List of tasks:
• A. Return the Blackstone Apartments article verbatim from "The Blackstone Apartments or" to "of the city.".
• B. Resume the Blackstone Apartments article, writing on from the point where it stops.

The Blackstone Apartments or Fuxing Apartments (黑石公寓) are the first purpose-built luxury apartments for expatriates in Shanghai, China. Built in 1924, the four-storey building is created from imported concrete and stones from the UK, giving it a dark appearance.

The Blackstone Apartments is a protected historic apartment building in the former French Concession area of Shanghai. It was completed in 1924. The building was the first purpose-built apartment building for expatriates in this location.

==Location==
The building is located in the centre of Fuxing Middle Road (formerly Route LaFayette), on the corner with Fenyang Road, in Shanghai's Xuhui District. It is in the central part of the former French Concession area of the city.

==Architecture==
Completed in 1924, the six-storey building is the oldest Baroque apartment building in Shanghai. Using imported British concrete with the use of black stones, the symmetrical facade has a large ornamental awning at the front with Double Corinthian Columns.

Stored records:
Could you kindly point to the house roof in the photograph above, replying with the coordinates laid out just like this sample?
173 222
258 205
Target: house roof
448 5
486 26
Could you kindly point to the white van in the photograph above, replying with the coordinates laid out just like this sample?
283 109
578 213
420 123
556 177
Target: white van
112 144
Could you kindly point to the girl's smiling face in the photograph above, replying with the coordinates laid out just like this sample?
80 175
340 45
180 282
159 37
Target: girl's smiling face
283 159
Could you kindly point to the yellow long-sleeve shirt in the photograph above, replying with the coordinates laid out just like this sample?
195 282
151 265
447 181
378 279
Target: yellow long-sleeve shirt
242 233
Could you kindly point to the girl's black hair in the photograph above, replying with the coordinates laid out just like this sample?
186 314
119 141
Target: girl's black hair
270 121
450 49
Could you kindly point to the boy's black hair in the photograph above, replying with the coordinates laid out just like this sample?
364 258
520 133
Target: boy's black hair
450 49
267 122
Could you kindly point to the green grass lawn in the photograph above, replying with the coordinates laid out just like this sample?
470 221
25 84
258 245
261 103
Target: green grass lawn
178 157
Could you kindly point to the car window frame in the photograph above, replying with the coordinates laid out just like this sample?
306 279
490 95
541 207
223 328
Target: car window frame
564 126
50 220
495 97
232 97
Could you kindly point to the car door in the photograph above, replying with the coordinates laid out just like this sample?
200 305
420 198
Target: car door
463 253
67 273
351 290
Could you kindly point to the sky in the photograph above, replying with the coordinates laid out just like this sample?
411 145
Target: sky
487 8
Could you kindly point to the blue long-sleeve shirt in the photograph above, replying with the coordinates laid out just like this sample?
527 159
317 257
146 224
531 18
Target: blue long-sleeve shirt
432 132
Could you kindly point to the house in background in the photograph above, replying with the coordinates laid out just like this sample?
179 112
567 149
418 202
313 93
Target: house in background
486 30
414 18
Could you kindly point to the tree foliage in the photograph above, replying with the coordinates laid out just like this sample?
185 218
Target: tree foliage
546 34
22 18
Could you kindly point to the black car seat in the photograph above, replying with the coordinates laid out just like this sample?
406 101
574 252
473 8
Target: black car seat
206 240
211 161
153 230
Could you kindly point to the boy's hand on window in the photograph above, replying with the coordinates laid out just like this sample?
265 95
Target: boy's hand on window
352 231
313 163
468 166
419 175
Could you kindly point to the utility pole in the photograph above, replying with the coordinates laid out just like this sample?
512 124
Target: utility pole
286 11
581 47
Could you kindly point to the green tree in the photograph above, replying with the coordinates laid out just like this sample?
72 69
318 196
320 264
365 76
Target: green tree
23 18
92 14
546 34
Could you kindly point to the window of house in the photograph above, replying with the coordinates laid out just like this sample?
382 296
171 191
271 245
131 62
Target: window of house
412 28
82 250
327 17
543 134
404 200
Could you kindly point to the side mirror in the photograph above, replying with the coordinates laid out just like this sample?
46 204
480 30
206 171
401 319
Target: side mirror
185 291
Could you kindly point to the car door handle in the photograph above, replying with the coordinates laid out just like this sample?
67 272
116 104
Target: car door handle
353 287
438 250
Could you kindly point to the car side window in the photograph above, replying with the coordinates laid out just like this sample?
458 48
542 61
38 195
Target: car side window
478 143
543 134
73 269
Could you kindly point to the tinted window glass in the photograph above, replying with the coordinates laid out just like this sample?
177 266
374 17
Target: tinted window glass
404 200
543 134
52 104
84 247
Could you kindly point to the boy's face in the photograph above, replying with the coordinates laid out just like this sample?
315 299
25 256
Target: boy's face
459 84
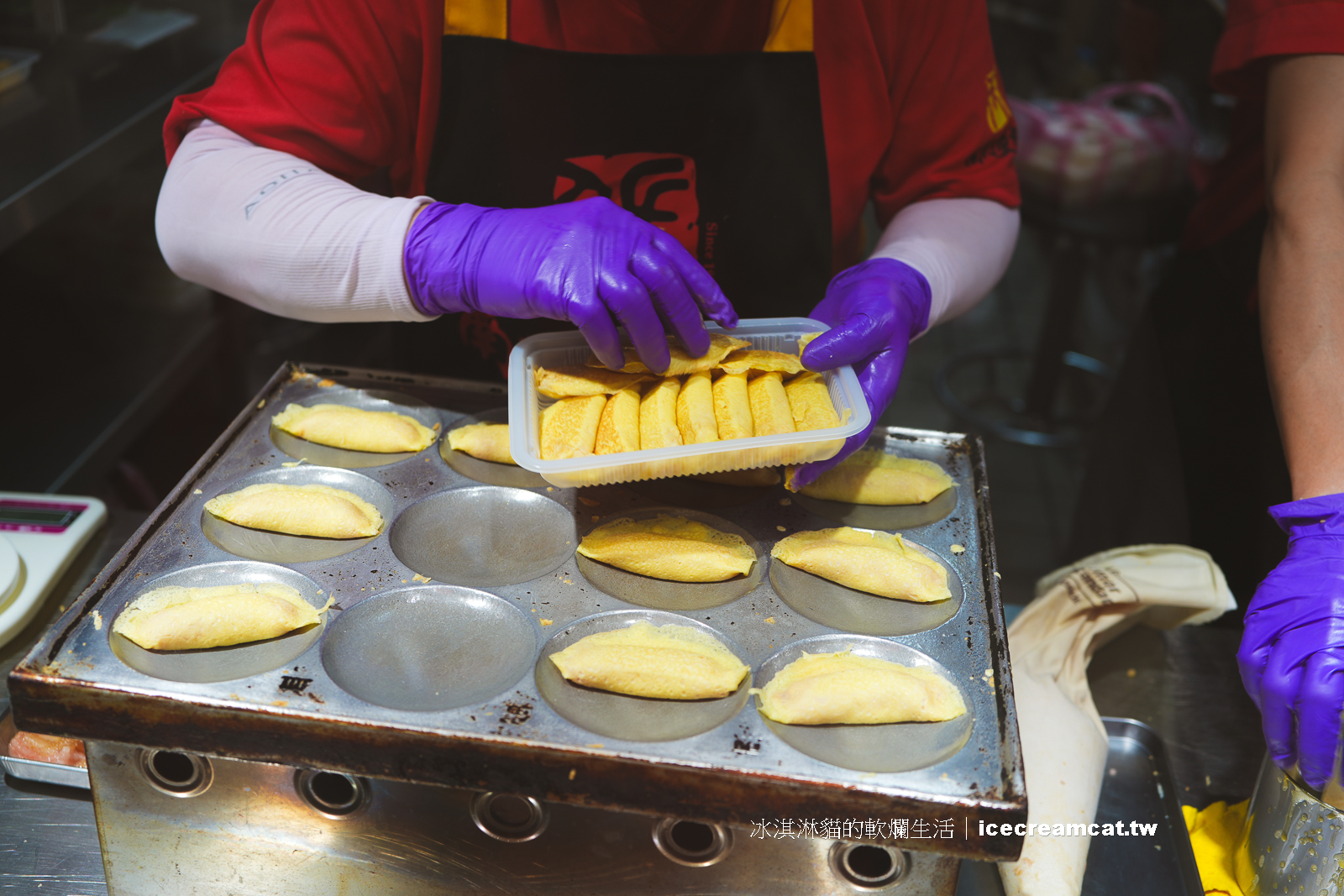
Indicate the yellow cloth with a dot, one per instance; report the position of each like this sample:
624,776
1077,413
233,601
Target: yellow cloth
1214,833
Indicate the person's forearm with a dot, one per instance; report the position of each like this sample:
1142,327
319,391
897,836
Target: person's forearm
276,233
1301,278
961,246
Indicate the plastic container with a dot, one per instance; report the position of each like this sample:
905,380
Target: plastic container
772,333
15,66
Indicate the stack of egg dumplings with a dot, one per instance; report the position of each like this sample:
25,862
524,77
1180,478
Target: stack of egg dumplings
732,392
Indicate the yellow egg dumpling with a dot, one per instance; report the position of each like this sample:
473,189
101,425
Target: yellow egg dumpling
848,689
669,547
671,663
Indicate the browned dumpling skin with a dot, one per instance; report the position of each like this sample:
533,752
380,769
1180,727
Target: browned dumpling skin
658,414
874,477
181,618
682,362
669,547
569,427
580,380
355,429
669,663
759,360
770,411
732,407
618,430
696,410
847,689
299,510
484,441
874,562
810,402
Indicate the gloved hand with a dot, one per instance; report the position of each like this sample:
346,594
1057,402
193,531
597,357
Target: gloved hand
874,309
589,262
1292,654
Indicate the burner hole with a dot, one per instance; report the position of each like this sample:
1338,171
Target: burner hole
511,812
692,837
691,842
176,774
174,768
331,793
335,792
867,867
508,819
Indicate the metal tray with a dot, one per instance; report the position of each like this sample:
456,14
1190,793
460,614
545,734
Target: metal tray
444,668
47,773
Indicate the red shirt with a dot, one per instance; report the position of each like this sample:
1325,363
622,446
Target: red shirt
1256,31
911,96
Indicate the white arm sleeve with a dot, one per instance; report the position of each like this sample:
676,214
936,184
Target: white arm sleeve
961,246
280,234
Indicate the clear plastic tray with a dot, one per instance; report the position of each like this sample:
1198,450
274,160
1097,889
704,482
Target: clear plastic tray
772,333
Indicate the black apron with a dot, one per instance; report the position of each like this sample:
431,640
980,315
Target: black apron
725,152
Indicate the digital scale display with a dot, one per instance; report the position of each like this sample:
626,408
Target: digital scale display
38,516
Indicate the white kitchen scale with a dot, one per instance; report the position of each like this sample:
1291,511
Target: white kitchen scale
39,537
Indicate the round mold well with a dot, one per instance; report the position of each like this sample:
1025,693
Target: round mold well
279,547
222,664
484,537
847,609
624,716
900,746
662,594
365,399
690,492
488,472
429,647
880,516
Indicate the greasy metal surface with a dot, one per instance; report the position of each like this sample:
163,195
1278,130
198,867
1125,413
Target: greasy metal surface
1292,841
429,647
615,715
484,537
1139,789
850,610
515,741
365,399
252,833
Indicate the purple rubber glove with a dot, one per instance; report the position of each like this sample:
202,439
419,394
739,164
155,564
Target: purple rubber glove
591,262
874,309
1292,656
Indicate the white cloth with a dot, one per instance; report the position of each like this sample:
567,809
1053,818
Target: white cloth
961,246
1077,610
280,234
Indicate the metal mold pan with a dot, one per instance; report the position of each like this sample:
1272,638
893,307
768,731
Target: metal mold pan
219,664
878,516
484,537
662,594
277,547
429,647
690,492
369,401
891,747
488,472
616,715
851,610
897,516
514,739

Final answers:
• A.
The Blackstone Apartments or Fuxing Apartments (黑石公寓) are the first purpose-built luxury apartments for expatriates in Shanghai, China. Built in 1924, the four-storey building is created from imported concrete and stones from the UK, giving it a dark appearance.

The Blackstone Apartments is a protected historic apartment building in the former French Concession area of Shanghai. It was completed in 1924. The building was the first purpose-built apartment building for expatriates in this location.

==Location==
The building is located in the centre of Fuxing Middle Road (formerly Route LaFayette), on the corner with Fenyang Road, in Shanghai's Xuhui District. It is in the central part of the former French Concession area of the city.

• B.
The building originally had a large garden and communal swimming pool in the building.

==History==
The building served as private residences up until after World War II, when it was converted into the office for the United Nations Relief and Rehabilitation Administration. A previous tenant from 1946 to 1947, Betty Barr Wang, describes the building as follows:

“What I enjoyed most about the year at the Blackstone was the large garden at the back. Along one wall was a bamboo grove and I remember spending many hours there with my young teenage friends, most of whom were American. Our neighbors in the apartment building were both foreign and Chinese and I presume that the rents must have been high in those post-war years.”